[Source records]

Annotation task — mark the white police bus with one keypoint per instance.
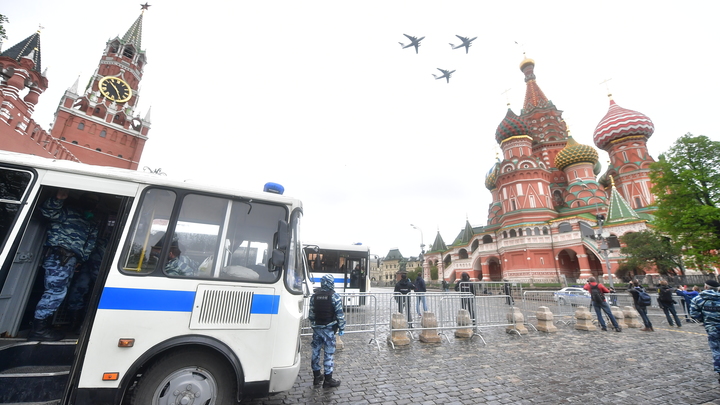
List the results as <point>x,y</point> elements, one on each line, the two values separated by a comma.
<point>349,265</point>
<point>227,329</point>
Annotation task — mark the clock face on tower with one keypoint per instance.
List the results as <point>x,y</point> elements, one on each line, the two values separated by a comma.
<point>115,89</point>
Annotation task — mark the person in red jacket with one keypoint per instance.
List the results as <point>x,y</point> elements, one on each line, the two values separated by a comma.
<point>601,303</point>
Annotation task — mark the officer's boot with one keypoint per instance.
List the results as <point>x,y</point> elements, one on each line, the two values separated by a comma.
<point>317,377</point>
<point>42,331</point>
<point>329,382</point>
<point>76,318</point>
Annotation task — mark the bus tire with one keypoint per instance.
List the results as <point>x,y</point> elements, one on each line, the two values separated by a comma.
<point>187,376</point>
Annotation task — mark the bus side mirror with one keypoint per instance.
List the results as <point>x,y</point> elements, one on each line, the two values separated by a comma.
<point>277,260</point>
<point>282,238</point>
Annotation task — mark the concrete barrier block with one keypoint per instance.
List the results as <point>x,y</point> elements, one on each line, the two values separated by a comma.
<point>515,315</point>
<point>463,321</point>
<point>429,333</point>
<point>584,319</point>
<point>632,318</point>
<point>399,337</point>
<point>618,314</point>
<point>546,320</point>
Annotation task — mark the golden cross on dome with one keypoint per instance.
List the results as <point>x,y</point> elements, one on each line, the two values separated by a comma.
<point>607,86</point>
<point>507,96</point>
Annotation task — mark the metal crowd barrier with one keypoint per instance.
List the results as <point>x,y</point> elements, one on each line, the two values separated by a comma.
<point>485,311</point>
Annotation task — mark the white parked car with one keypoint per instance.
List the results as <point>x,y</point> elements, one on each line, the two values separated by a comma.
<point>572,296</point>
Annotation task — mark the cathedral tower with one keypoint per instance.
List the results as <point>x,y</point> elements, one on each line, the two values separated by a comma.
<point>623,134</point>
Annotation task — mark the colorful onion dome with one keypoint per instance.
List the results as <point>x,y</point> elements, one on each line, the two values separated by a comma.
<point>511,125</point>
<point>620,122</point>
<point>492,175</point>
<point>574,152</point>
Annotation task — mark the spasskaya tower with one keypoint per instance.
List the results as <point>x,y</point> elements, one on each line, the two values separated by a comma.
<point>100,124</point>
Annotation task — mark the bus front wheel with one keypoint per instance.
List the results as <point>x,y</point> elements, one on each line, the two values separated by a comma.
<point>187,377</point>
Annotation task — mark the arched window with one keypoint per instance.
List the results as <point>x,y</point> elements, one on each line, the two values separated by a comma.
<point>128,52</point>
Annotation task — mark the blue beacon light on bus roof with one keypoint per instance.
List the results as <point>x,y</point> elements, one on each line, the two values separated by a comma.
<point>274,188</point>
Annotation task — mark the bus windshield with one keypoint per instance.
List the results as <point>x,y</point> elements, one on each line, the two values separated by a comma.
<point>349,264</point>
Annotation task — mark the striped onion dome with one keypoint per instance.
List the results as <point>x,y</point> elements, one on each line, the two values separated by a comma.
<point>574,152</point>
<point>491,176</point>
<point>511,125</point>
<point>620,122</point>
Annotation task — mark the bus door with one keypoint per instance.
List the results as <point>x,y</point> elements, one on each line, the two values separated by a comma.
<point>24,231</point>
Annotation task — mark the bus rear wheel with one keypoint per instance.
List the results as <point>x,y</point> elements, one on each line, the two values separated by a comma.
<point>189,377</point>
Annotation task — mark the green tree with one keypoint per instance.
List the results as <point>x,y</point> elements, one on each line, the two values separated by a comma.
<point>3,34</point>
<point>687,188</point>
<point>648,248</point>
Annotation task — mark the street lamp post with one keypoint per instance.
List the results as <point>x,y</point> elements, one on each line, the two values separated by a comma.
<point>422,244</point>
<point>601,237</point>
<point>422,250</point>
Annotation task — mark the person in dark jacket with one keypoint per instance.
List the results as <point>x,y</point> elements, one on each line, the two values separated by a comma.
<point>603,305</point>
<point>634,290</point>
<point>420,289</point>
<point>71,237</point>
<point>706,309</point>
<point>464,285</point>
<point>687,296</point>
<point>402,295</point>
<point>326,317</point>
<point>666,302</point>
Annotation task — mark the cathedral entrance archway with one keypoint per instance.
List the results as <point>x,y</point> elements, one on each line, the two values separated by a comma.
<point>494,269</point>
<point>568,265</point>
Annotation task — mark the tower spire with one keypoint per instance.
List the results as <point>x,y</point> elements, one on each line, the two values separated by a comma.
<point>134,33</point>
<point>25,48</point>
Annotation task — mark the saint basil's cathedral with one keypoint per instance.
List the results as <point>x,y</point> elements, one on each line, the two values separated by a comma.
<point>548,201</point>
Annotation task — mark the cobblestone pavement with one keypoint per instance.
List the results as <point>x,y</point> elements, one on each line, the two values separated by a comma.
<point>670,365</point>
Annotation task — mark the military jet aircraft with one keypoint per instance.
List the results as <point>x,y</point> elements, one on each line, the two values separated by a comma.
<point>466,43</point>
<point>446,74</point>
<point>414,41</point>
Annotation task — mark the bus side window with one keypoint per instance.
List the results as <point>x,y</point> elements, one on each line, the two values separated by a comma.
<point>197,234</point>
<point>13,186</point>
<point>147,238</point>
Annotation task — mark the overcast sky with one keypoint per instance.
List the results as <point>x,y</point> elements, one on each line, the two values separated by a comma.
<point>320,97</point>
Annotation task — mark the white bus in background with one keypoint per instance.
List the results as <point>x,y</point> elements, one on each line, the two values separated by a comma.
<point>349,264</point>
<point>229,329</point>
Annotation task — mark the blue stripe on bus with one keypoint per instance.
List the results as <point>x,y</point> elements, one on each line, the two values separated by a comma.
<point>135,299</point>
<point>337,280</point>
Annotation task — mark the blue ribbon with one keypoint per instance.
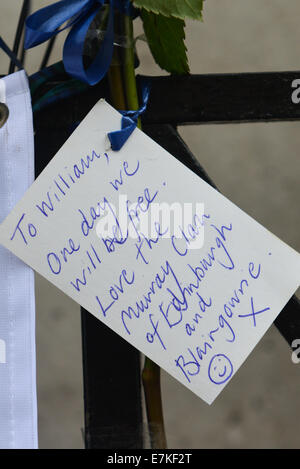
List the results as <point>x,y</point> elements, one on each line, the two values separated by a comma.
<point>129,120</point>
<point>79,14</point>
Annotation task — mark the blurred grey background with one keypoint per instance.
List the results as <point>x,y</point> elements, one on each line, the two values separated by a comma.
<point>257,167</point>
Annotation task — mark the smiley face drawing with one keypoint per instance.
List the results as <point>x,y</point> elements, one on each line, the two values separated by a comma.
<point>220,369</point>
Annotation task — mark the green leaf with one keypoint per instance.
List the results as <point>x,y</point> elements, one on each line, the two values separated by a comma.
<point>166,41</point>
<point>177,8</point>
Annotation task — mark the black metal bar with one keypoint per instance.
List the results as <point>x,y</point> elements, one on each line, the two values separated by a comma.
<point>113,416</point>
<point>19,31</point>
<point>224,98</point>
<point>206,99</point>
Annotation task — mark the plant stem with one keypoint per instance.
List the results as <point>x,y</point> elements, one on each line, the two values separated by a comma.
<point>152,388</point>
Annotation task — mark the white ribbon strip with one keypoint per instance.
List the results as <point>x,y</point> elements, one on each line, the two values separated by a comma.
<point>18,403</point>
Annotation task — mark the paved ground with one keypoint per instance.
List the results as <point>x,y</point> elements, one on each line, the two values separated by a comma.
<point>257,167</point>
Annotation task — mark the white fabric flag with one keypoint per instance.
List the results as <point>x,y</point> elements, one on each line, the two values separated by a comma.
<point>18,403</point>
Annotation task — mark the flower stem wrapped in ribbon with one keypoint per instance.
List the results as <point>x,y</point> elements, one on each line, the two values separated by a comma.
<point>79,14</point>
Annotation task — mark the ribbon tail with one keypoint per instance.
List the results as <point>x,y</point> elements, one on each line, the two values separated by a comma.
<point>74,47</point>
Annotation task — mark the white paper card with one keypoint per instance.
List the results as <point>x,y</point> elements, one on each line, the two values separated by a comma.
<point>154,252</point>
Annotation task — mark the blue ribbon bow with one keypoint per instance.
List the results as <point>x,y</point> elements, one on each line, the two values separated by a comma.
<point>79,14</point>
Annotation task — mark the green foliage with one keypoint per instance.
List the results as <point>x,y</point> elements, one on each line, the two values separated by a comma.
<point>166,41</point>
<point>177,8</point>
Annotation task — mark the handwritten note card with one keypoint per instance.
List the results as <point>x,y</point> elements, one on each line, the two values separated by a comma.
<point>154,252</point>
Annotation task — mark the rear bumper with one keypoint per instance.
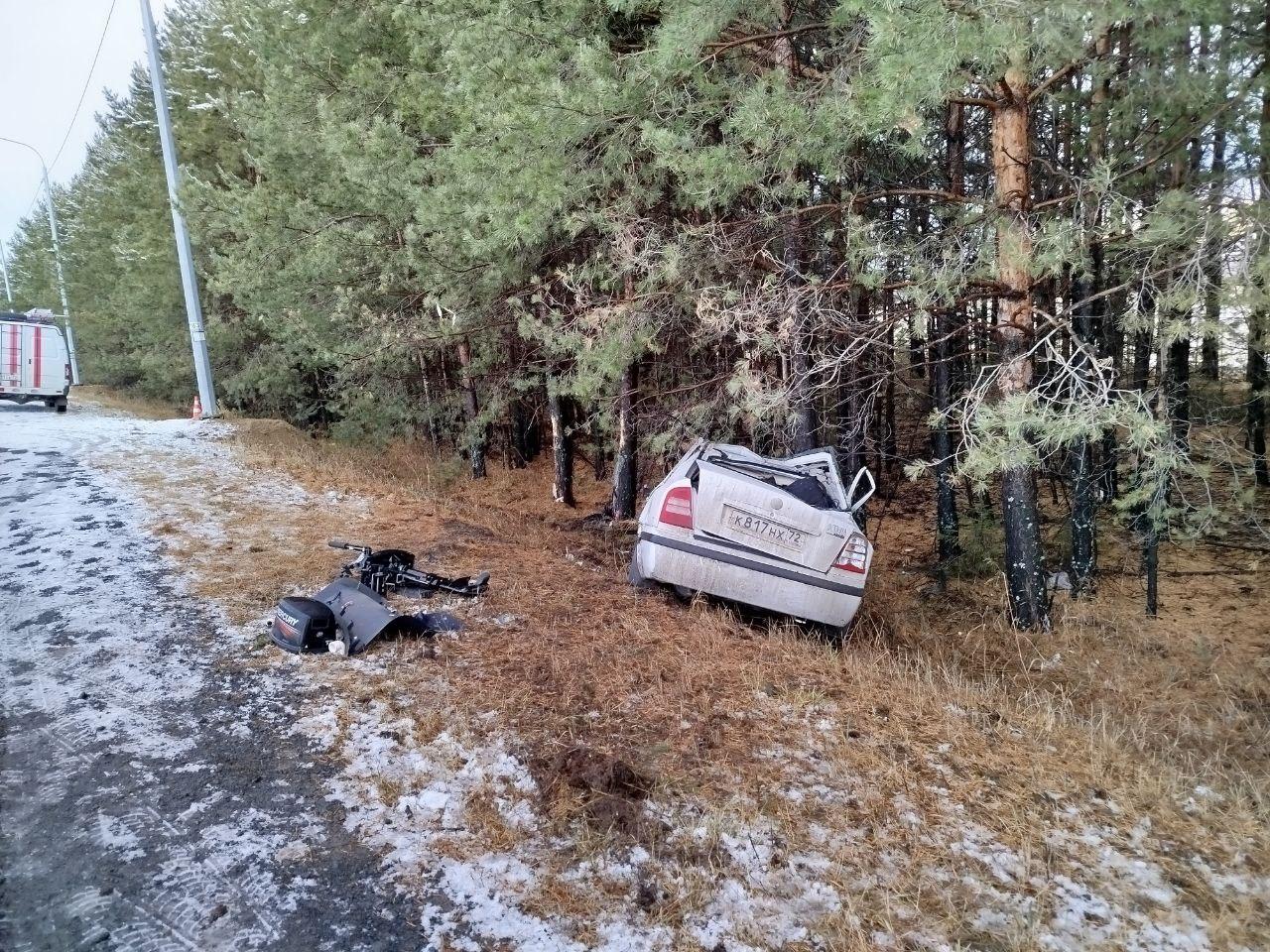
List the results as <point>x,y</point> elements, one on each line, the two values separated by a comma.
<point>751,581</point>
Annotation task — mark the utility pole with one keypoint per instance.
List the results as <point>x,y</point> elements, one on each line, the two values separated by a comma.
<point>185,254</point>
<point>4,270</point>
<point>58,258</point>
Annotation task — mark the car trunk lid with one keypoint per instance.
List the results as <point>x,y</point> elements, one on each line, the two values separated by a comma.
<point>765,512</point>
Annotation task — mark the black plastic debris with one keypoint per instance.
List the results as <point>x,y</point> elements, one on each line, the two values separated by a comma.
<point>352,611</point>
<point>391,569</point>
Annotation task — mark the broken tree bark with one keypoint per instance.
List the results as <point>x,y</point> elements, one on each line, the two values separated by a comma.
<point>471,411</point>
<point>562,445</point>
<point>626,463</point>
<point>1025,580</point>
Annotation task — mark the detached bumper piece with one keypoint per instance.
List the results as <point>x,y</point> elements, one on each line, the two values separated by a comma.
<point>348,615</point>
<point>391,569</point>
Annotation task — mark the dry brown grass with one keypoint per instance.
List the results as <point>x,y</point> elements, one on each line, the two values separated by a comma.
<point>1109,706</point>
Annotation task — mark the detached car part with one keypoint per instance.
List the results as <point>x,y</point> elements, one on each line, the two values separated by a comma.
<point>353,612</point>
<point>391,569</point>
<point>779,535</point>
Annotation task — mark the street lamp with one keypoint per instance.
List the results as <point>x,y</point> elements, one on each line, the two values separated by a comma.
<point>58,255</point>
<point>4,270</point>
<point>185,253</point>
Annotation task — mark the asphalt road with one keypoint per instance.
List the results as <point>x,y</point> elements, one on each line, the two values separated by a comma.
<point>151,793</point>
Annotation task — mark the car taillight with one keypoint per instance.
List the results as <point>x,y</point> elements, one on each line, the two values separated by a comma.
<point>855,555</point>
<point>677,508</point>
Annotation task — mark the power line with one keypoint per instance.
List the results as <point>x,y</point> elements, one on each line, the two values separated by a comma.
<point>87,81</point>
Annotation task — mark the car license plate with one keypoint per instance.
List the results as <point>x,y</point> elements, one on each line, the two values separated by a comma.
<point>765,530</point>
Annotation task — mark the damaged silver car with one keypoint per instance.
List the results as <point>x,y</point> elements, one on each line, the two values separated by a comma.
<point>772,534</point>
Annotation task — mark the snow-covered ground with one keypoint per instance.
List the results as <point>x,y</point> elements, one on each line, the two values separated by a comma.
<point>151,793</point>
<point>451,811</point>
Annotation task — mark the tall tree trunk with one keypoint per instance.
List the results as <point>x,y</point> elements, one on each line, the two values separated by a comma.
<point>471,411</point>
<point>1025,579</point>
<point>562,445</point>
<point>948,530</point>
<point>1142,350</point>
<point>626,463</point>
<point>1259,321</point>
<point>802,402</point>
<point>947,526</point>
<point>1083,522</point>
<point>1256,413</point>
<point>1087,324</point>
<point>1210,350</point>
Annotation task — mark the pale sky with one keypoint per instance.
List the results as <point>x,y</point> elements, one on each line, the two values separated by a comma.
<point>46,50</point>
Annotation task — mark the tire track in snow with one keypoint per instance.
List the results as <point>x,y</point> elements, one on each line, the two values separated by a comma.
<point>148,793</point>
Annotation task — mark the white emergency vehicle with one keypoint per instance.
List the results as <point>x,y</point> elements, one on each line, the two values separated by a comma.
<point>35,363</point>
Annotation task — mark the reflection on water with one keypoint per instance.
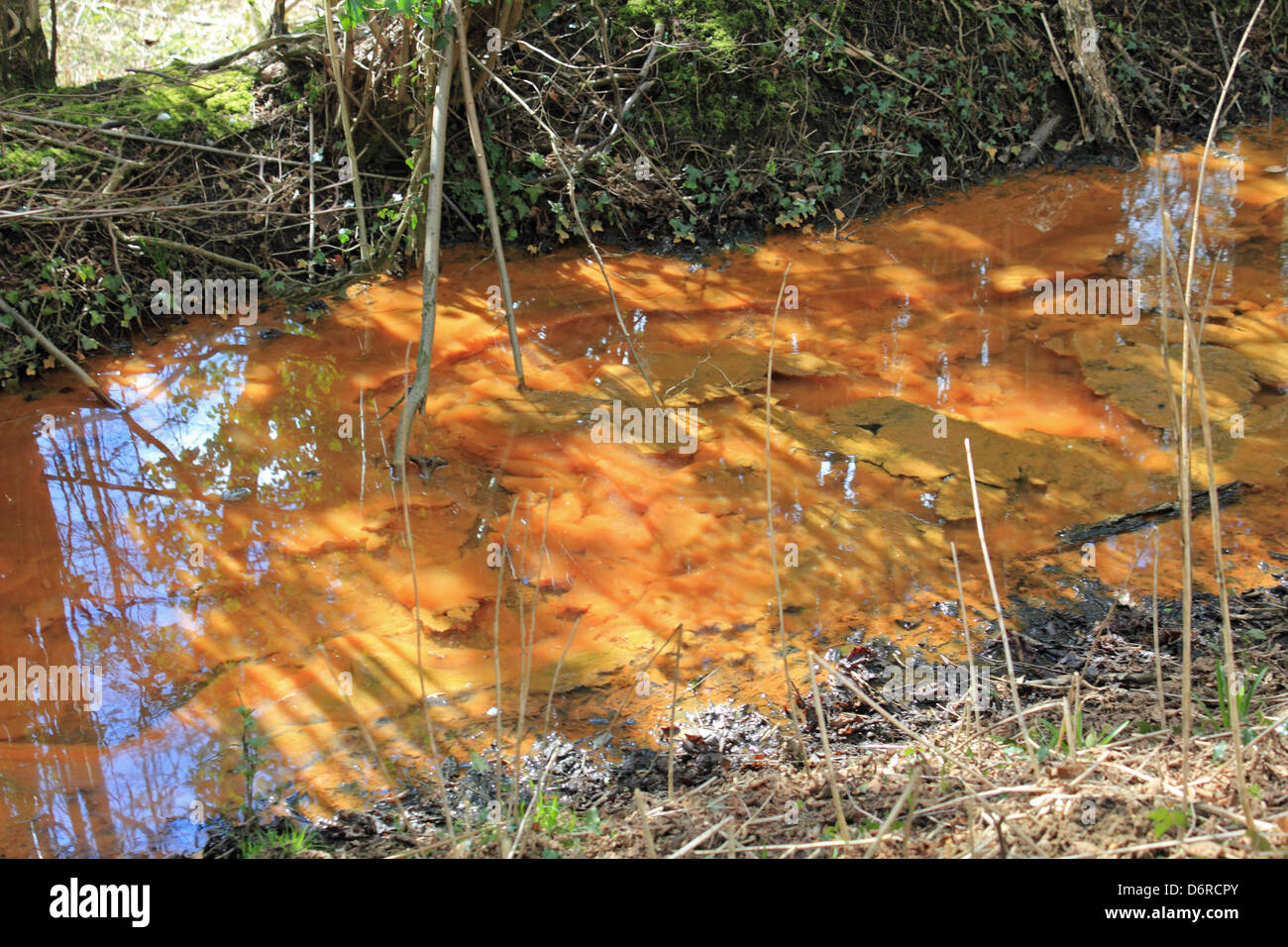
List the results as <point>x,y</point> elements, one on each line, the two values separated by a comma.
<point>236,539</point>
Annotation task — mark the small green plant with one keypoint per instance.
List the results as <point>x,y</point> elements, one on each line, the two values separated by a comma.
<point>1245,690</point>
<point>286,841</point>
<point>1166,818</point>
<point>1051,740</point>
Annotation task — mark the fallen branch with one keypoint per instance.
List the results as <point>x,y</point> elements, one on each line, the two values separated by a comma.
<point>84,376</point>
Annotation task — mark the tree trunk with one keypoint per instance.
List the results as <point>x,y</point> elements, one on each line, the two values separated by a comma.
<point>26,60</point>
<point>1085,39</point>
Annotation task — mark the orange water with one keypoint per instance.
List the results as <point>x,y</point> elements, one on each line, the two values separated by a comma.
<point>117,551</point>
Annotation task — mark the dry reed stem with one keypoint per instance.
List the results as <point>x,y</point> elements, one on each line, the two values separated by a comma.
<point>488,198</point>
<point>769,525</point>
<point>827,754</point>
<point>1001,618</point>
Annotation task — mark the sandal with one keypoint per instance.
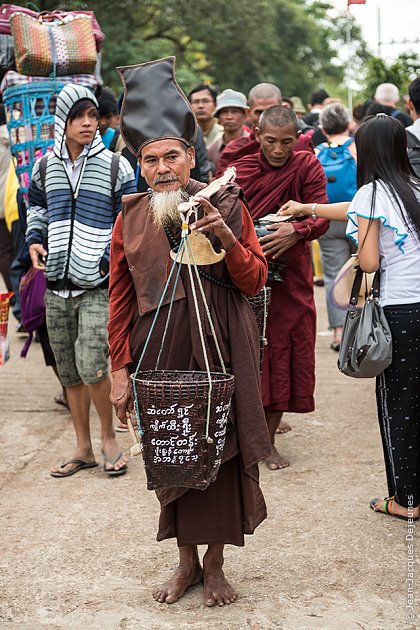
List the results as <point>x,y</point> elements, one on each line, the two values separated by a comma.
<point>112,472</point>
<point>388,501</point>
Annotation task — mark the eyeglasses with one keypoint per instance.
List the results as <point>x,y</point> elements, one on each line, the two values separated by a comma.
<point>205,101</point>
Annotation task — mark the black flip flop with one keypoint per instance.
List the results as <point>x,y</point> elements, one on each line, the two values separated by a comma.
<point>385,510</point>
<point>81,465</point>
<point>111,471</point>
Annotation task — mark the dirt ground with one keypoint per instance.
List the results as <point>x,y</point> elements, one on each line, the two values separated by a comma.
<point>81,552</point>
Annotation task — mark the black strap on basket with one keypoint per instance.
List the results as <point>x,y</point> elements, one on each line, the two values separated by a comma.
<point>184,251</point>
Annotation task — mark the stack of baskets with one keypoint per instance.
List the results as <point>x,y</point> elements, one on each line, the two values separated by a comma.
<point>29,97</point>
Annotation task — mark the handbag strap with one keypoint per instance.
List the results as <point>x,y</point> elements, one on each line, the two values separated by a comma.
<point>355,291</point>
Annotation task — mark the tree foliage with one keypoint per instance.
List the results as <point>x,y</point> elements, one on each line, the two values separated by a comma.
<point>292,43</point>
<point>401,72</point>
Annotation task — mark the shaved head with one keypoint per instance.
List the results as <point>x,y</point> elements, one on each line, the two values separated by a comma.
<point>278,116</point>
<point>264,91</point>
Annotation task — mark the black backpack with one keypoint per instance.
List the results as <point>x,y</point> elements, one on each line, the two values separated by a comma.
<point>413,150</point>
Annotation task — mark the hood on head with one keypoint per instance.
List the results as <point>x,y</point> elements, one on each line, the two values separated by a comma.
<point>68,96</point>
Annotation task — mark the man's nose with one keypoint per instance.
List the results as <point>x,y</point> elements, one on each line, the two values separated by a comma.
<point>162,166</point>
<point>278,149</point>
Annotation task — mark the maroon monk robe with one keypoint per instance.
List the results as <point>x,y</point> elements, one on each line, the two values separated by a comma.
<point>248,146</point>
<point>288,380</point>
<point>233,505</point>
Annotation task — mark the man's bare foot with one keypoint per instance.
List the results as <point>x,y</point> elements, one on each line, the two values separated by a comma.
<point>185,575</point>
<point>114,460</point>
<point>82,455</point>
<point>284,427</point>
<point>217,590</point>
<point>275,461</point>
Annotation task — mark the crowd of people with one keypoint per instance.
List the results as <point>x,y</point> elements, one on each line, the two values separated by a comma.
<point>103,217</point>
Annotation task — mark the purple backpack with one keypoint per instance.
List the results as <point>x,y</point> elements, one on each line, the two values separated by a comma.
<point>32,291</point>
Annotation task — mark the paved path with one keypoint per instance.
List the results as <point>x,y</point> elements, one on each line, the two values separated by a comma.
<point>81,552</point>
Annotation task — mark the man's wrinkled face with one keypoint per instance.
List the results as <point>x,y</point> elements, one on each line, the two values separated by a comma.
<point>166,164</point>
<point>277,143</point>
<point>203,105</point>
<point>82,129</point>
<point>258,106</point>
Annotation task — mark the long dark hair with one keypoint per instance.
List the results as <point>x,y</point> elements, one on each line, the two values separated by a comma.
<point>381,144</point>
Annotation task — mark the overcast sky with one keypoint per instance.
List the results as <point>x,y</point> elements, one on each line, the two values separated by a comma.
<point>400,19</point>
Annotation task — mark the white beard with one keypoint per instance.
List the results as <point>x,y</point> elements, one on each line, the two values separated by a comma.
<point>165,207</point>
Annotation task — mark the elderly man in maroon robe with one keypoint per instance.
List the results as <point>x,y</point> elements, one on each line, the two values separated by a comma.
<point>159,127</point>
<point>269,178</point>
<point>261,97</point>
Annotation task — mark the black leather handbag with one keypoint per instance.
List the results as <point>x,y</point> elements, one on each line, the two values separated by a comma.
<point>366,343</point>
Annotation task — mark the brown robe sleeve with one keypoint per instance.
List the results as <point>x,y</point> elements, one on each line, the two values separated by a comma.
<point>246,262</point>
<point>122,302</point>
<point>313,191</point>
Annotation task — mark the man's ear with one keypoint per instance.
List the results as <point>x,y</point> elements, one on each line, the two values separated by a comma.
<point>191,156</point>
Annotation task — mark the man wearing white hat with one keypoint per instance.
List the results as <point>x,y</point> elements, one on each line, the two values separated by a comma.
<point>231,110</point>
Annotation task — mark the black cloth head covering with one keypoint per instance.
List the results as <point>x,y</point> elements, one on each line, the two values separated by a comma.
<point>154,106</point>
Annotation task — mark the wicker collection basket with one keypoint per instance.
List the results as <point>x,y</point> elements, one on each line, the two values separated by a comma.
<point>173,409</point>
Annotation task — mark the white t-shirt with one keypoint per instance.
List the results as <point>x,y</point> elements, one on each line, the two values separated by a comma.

**WHAT NEEDS TO BE DONE**. Can you repeat word for word the lines of the records, starting at the line that contains "Annotation task — mark the pale" and stopping after the line that contains "<point>148,793</point>"?

**WORKED ANSWER**.
Annotation task — mark the pale sky with one keypoint per instance.
List the results as <point>x,y</point> elements, one on each line, the two values separated by a comma.
<point>46,50</point>
Annotation task — mark the tire track in snow with one keypoint per instance.
List the results as <point>x,y</point> elements, one on each line, the two values separated by a comma.
<point>148,793</point>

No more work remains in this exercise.